[RECORDS SUPPLIED — start]
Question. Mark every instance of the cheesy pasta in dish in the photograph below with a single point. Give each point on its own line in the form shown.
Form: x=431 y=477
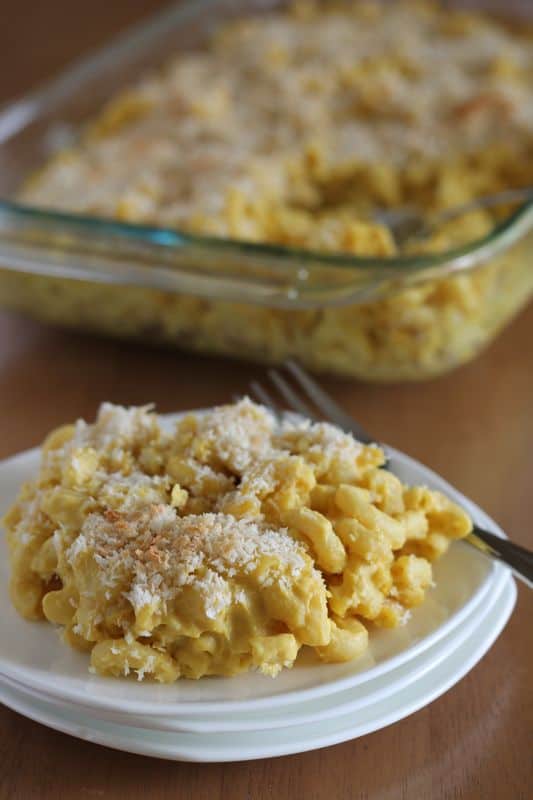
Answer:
x=224 y=545
x=292 y=128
[RECORDS SUPPLIED — finish]
• ASSIGNMENT: Write out the data precisely as given, excluding the pictures.

• SOLUTION:
Question. Mark every instance of the cheesy pasta in dish in the photograph below with a single point. Give each point on its own line in the form shown.
Form: x=431 y=477
Answer:
x=224 y=545
x=292 y=128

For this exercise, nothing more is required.